▶ [Written request] Write the records out again, precisely as they stand.

[Stored items from a collection]
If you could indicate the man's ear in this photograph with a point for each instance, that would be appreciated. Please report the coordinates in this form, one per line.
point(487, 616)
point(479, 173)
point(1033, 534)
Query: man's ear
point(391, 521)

▶ [Answer]
If you could indicate the man's ear in this photograph with a point for each instance, that would be appreciated. Please report the coordinates in this form, one per line.
point(487, 616)
point(479, 173)
point(1033, 534)
Query: man's ear
point(391, 521)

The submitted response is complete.